Nennen Sie alle Personen, die im Text zur „Occupy“-Bewegung namentlich vorkommen.

* Ausgewählter Auszug *
++++++

Empörung im Lager der Empörten

Die Systemkritiker von „Occupy“ bis Attac sollten begreifen: Der „freie Markt“ kann nicht an der Krise schuld sein, weil er kaum existiert.

Im Dunstkreis der österreichischen „Occupy“-Bewegung tauchten kürzlich rechte Recken und antisemitische Zinskritiker auf. „Occupy“ ist jene international auftretende Masse von Empörten, die zuerst protestieren und sich dann fragen, wieso. Da ist es kein Wunder, dass allerlei Aktivisten versuchen, die neue Bewegung zu vereinnahmen. Am rechten Rand wartet man längst ungeduldig auf den Kollaps des Finanzsystems. Die Linken sind ohnehin seit Karl Marx davon überzeugt, dass der Kapitalismus nur die Vorstufe zum sozialistischen Paradies sein kann. Ein Paradies, das zu jeder Zeit nur ein, zwei brutale Machtergreifungen entfernt war und trotzdem nie kommen wollte.

„Die Unterscheidung zwischen links und rechts in der Politik ist absolut wertlos. Sie war von Anfang an mangelhaft“, schrieb schon der jüdische österreichische Ökonom Ludwig von Mises, den die Nazis aus Europa vertrieben. Er wies immer wieder darauf hin, dass extrem Linke wie extrem Rechte sich wirtschaftspolitisch weitestgehend einig sind. Und dass ihre sozialistische Wirtschaftspolitik dazu führen muss, dass eine kleine Elite die Masse der Bürger unterdrückt – bis das System unweigerlich zusammenbricht. Der Mises-Schüler Friedrich August von Hayek hat das in seinem Opus Magnum „Der Weg zur Knechtschaft“ beschrieben.

++++++

* Angezeigte Datensätze *

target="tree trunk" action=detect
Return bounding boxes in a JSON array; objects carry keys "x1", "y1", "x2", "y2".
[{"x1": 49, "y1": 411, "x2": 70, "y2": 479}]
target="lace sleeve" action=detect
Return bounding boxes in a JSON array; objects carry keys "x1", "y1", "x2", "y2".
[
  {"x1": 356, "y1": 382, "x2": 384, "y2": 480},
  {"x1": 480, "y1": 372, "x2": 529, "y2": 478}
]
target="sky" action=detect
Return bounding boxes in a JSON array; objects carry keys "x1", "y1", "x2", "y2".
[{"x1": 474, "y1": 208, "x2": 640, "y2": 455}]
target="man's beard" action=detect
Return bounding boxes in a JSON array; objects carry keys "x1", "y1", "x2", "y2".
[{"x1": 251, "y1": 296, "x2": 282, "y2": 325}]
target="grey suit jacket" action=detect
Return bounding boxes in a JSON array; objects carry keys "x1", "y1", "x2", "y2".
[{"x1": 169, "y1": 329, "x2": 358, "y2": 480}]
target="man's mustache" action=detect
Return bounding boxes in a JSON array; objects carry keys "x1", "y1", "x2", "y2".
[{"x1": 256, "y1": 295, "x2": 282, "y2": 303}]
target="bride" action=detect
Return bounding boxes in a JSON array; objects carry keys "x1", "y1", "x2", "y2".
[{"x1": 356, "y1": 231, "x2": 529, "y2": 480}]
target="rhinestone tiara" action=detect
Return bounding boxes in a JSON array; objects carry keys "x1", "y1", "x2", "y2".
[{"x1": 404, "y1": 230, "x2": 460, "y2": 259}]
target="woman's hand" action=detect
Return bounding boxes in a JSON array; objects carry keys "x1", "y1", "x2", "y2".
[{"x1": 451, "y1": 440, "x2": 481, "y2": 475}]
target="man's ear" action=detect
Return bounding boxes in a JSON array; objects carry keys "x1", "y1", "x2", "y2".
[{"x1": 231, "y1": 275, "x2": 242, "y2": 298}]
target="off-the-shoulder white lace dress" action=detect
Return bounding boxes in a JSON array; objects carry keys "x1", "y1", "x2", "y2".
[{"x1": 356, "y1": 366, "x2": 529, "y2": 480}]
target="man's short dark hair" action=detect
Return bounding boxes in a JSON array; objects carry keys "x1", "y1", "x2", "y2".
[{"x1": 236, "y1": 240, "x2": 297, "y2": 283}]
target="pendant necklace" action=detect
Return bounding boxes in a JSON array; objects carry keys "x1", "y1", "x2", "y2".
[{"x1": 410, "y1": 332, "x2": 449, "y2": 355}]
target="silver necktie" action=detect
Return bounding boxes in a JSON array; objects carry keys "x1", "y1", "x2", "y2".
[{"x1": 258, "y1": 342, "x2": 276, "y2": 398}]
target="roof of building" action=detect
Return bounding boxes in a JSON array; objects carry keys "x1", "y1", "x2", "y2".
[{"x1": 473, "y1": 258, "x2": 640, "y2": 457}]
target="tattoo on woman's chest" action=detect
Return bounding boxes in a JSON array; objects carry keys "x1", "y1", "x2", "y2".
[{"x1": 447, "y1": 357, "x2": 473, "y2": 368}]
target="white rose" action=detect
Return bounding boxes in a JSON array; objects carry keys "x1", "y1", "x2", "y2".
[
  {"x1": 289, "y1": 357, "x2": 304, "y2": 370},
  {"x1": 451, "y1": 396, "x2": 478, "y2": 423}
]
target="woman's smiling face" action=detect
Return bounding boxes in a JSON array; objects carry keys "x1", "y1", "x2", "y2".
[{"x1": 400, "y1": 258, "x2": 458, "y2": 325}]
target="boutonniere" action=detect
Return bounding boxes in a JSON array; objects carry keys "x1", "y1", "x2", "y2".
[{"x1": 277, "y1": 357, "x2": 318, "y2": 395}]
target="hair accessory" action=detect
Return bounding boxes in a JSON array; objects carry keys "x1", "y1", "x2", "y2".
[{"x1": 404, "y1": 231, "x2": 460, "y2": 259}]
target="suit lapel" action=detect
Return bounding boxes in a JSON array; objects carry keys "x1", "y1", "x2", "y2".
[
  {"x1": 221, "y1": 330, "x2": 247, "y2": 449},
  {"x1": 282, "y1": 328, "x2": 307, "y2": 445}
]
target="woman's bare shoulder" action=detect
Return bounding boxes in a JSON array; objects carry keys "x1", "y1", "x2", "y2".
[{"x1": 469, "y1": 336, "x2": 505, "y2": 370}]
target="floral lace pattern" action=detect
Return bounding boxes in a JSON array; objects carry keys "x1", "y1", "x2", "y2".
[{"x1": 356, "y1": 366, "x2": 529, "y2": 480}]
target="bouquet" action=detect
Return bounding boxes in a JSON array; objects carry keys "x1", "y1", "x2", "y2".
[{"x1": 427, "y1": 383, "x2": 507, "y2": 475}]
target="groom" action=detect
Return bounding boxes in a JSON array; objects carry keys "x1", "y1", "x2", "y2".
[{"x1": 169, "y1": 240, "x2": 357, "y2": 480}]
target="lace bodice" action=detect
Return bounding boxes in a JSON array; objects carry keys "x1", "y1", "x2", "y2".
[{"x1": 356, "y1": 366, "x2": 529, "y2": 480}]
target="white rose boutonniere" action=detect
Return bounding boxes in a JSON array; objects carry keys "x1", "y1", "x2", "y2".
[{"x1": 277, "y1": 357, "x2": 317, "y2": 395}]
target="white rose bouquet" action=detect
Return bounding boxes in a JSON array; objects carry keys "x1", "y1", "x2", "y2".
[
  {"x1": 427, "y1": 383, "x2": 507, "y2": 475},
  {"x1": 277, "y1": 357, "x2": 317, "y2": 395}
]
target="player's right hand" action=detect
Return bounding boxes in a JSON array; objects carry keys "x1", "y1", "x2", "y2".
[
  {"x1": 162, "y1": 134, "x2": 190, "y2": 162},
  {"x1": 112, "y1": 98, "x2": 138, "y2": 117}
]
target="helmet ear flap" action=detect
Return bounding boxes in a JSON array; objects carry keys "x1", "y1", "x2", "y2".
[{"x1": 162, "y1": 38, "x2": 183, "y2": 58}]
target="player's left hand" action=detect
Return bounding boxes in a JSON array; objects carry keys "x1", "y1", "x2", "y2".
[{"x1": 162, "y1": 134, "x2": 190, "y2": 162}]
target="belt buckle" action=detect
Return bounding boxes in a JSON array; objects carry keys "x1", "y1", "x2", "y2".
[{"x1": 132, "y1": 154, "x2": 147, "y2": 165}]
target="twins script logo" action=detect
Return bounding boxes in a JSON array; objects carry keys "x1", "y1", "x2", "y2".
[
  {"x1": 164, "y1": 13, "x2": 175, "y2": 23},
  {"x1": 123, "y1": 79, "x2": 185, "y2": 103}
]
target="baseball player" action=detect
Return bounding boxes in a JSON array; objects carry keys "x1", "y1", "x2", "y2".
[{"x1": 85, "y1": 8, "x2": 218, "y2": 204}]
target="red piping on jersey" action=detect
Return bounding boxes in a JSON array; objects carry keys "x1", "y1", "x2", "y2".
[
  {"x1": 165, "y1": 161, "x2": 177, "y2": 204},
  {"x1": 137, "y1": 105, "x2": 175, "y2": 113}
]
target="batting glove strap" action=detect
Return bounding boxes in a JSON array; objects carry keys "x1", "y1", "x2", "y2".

++++++

* Lösung *
Karl Marx, Ludwig von Mises und Friedrich August von Hayek werden namentlich genannt.